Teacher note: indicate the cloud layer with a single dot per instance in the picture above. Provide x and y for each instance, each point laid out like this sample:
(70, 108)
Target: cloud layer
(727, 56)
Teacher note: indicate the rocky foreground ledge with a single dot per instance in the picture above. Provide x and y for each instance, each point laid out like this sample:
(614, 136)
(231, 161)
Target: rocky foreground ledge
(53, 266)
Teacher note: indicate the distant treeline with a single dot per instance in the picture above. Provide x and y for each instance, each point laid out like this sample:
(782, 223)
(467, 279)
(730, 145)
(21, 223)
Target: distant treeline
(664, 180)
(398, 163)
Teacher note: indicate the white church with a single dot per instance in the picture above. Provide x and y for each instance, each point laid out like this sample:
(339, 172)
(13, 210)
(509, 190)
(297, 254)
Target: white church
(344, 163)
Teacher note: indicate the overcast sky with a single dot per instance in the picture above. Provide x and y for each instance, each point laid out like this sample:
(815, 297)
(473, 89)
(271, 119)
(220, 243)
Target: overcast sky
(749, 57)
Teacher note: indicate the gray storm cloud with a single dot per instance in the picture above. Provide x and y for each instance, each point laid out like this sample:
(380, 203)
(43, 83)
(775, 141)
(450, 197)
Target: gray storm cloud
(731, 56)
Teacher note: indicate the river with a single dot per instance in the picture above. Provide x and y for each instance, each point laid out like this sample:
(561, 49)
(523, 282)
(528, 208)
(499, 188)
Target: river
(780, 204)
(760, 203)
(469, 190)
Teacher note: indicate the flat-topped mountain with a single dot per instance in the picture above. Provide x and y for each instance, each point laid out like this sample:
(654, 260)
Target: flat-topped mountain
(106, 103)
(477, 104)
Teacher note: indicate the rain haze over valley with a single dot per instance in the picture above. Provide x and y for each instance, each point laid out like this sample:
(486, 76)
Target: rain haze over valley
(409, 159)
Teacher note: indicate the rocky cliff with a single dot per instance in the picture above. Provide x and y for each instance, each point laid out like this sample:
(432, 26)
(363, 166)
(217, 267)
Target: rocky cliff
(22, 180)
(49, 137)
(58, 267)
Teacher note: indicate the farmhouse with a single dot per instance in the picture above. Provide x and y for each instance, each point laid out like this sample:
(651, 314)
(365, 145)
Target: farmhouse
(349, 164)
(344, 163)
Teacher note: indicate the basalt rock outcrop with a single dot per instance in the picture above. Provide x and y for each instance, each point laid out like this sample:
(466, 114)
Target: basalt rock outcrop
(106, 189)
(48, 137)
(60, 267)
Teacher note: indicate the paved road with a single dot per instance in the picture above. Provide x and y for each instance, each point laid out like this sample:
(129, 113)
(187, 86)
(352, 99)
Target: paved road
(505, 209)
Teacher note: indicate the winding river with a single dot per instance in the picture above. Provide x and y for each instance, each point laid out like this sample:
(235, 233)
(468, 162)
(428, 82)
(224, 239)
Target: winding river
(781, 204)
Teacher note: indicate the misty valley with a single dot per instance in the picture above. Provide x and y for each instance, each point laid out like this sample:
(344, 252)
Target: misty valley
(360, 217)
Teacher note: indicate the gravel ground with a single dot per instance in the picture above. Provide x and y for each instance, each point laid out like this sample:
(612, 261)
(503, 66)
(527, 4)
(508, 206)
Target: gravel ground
# # #
> _Exercise requirements_
All lines containing "gravel" in the material above should appear in your reply, copied exactly.

> _Result of the task_
Teacher note: indicate the gravel ground with a single dot per instance in the picture above. Provide x and y for each instance, each point laid out like this sample:
Target: gravel ground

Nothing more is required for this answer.